----- EXTRAIT SOURCE -----
Les parties ont été régulièrement averties du jour de l'audience.
Ont été entendus au cours de l'audience publique :
- le rapport de M. Livenais,
- et les conclusions de M. Huon, rapporteur public.
Considérant ce qui suit :
1. La société de droit suisse Viking Catering AG a pour activité la réalisation de diverses prestations qualifiées d'" assistance administrative et de management hôtelier " pour le compte d'un client unique, la société Viking River Tours Ltd. dont le siège est situé aux Bermudes et qui a pour activité la commercialisation de croisières maritimes et fluviales. Elle a présenté auprès de l'administration fiscale française, en qualité d'assujettie établie hors de l'Union européenne, une demande de remboursement de la taxe sur la valeur ajoutée ayant grevé, au titre de la période courant du 1er janvier au 31 décembre 2013, l'achat auprès de fournisseurs français de prestations hôtelières, de transport de voyageurs et de visites guidées dans divers sites touristiques ou culturels français, destinés à être utilisés dans le cadre de croisières commercialisées par la société Viking River Tours Ltd. Le MINISTRE DE L'ACTION ET DES COMPTES PUBLICS relève appel du jugement n° 1501599 du
31 janvier 2017 par lequel le Tribunal administratif de Montreuil a fait droit, à hauteur
de 212 589,81 euros, à la demande de remboursement de ces montants de taxe présentée par la société Viking Catering AG.
----- DONNÉES -----
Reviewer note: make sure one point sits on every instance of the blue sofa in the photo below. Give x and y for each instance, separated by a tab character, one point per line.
-----
----- DONNÉES -----
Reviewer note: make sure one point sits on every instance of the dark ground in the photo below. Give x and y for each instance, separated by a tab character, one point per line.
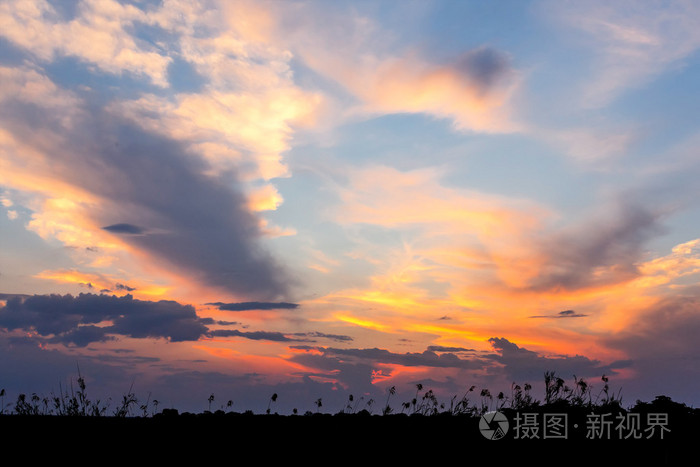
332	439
-----
■ TRAVAIL DEMANDÉ ■
1 - D'après l'extrait de la décision sur le remboursement de TVA, quelle période couvre la demande de remboursement présentée par la société Viking Catering AG ?
2 - Dans la décision sur le remboursement de TVA, réécrivez sous forme de liste le paragraphe commençant par « 1. La société de droit suisse Viking Catering AG », en conservant ses faits principaux.
3 - Poursuivez la décision sur le remboursement de TVA après la dernière phrase de l'extrait.

■ CORRIGÉ ■
1 - La période du 1er janvier au 31 décembre 2013.

2 -
- Viking Catering AG, société de droit suisse, fournit des prestations d'« assistance administrative et de management hôtelier » à un client unique, Viking River Tours Ltd.
- Viking River Tours Ltd., dont le siège est aux Bermudes, commercialise des croisières maritimes et fluviales.
- En tant qu'assujettie établie hors de l'Union européenne, Viking Catering AG a demandé à l'administration fiscale française le remboursement de la TVA payée du 1er janvier au 31 décembre 2013.
- Cette TVA portait sur des prestations hôtelières, de transport de voyageurs et de visites guidées achetées à des fournisseurs français pour les croisières de Viking River Tours Ltd.
- Par un jugement n° 1501599 du 31 janvier 2017, le Tribunal administratif de Montreuil a accordé 212 589,81 euros de remboursement.
- Le ministre de l'action et des comptes publics fait appel de ce jugement.

3 -
2. D'une part, aux termes de l'article 271 du code général des impôts : " I. 1. La taxe sur la valeur ajoutée qui a grevé les éléments du prix d'une opération imposable est déductible de la taxe sur la valeur ajoutée applicable à cette opération. / (...) V. Ouvrent droit à déduction dans les mêmes conditions que s'ils étaient soumis à la taxe sur la valeur ajoutée : / (...) d) Les opérations non imposables en France réalisées par des assujettis dans la mesure où elles ouvriraient droit à déduction si leur lieu d'imposition se situait en France. Un décret en Conseil d'Etat fixe les modalités et les limites du remboursement de la taxe déductible au titre de ces opérations ; ce décret peut instituer des règles différentes suivant que les assujettis sont domiciliés ou établis dans les Etats membres de la Communauté européenne ou dans d'autres pays. ".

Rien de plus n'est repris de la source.